• **EXERCISE INSTRUCTIONS**
1. Using the candle patterns guide, answer these:
(a) In the hand-drawn candles, what does a green candle mean?
(b) Which three candles make up a morning star, in order?
(c) Where does a hanging man appear?
2. Write out a passage from the candle patterns guide word for word, starting with "Hanging man" and going on through "out of steam.".

A few common candle patterns
Watch charts long enough and you start noticing candle shapes that show up again and again, each with its own name: hammer, doji, engulfing, morning star. Search online and you'll find endless lines like "see this, buy" and "see that, sell". This is our hand-drawn field guide — we'll teach you to spot each one — but before any of that, one sentence has to be nailed down: a pattern is not a signal. Seeing a pattern doesn't mean the price will rise or fall; it's only a hint, and it fools people often.
- A pattern is the combined shape of a few candles, which is still just open/close/high/low underneath
- The same pattern means completely different things at a peak versus a trough — position matters most
- No pattern "always does X when it shows up", and the wording here will always leave room
- A beginner's goal is to recognise them first, not to trade off them
On this page
First, get this straight: a pattern is not a signal
This section goes first because it matters more than all the pattern names after it put together. The biggest beginner mistake is treating a "pattern" as a "signal" — see a hammer and think "that's the bottom, buy", see a bearish engulfing and think "it's about to crash, sell". That's an illusion built by reasoning backwards from the result.
The truth: a pattern showing up only means "the price drew a particular shape over that stretch of time". It's a description of something that already happened, not a promise about the future. The same hammer at the tail end of a long downtrend, and halfway up a rally, mean worlds apart. Reading a pattern apart from position, volume and timeframe is about as useful as reading horoscopes.
So throughout this note you'll keep seeing wording like "tends to", "is often read as" and "doesn't mean it'll definitely". That's not us being mealy-mouthed — the plain fact is there is no "definitely". Anyone who tells you "pattern X always rises" can go straight on your block list. A pattern is fundamentally a few candles put together, so you need to be able to read a single candle first — if that isn't solid yet, go back to how to read a candlestick chart.
The field guide (learn the faces first)
Let's lay the six most common patterns side by side so the shapes become familiar. In each card below are our hand-drawn candles: green means the close was above the open (up), red means the close was below the open (down). Learn the faces here; the meanings come in the next few sections.
Hammer
Small body up top, long lower wick. At the tail of a downtrend, it's often read as a hint that buyers are stepping in below.
Hanging man
Looks almost identical to a hammer, but it appears at the top of an uptrend, where it tends to be read as a hint the rise is running out of steam.
Doji
Open roughly equals close, so the body is almost a flat line. It usually means a standoff — no clear direction.
Bullish engulfing
A big green candle wraps the previous small red body completely. After a downtrend, it's often read as buyers turning stronger.
Bearish engulfing
A big red candle wraps the previous small green body completely. After an uptrend, it's often read as sellers turning stronger.
Morning star
A big red, a small star, then a big green — three candles. At the bottom of a downtrend, it's usually read as a hint the decline may be easing.
Faces learned. Below we split them into two groups — single-candle and combination — and fill in the meanings.
Single-candle shapes: hammer, doji
Some patterns are a single candle, where everything turns on the ratio of body to wick. Here you can put the "body shows strength, wicks show the back-and-forth" instinct from the overview note straight to work.

• **ROWS**
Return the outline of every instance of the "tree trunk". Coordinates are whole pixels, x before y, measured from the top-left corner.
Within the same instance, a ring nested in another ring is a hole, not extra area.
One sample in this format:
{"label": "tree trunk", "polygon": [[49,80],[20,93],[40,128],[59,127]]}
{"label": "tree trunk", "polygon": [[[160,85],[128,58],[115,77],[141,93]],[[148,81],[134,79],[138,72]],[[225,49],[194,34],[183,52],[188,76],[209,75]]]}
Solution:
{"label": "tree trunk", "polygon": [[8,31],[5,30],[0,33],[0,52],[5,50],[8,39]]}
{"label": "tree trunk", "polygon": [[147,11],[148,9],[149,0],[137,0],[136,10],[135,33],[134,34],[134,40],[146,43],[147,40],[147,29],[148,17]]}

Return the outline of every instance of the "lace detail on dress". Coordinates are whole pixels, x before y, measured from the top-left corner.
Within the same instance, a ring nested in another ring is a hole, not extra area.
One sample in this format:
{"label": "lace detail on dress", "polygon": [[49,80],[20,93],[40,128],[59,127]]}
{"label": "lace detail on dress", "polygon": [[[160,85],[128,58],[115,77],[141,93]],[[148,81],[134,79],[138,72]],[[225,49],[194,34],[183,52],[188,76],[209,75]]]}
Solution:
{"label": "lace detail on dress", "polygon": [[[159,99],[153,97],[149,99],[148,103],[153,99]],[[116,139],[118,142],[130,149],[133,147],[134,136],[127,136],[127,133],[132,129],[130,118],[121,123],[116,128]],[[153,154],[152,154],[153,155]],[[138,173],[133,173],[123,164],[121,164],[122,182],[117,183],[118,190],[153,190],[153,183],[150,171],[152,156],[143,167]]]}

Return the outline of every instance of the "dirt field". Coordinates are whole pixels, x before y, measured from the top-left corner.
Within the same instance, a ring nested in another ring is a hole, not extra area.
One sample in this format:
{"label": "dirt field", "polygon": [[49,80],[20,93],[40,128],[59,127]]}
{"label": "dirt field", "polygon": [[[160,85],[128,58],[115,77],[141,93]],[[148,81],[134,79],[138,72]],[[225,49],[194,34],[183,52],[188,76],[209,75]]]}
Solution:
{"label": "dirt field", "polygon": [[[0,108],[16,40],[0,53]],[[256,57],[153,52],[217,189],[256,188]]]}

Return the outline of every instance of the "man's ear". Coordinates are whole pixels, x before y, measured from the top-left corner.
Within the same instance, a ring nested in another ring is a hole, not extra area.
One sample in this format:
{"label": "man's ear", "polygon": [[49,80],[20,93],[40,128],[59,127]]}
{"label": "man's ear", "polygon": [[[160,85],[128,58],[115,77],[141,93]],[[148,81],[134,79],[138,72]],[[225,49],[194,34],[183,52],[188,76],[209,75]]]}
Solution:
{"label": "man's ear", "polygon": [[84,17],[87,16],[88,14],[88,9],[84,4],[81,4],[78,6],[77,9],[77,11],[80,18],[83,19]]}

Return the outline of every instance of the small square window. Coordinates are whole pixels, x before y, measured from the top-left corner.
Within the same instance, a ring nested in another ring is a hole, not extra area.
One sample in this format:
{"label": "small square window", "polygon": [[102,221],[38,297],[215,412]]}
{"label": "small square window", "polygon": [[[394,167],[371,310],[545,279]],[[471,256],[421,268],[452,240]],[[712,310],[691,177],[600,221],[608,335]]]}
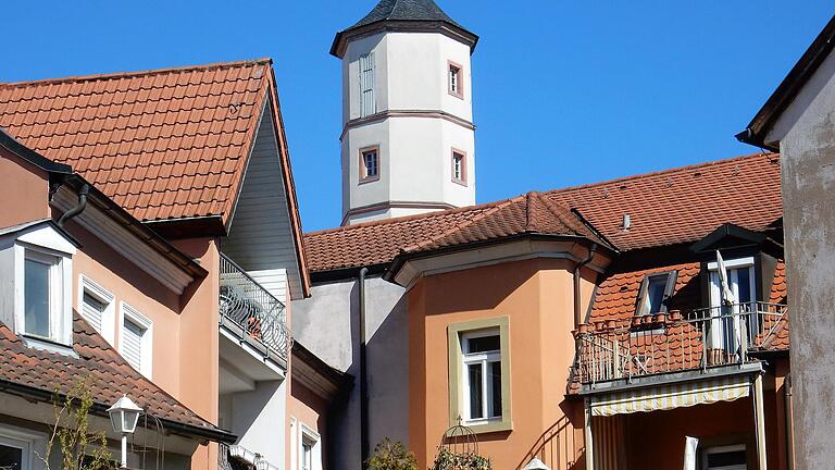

• **WORKED SOLUTIONS**
1.
(a) The close was above the open (up).
(b) A big red, a small star, then a big green.
(c) At the top of an uptrend.

2.
Hanging man
Looks almost identical to a hammer, but it appears at the top of an uptrend, where it tends to be read as a hint the rise is running out of steam.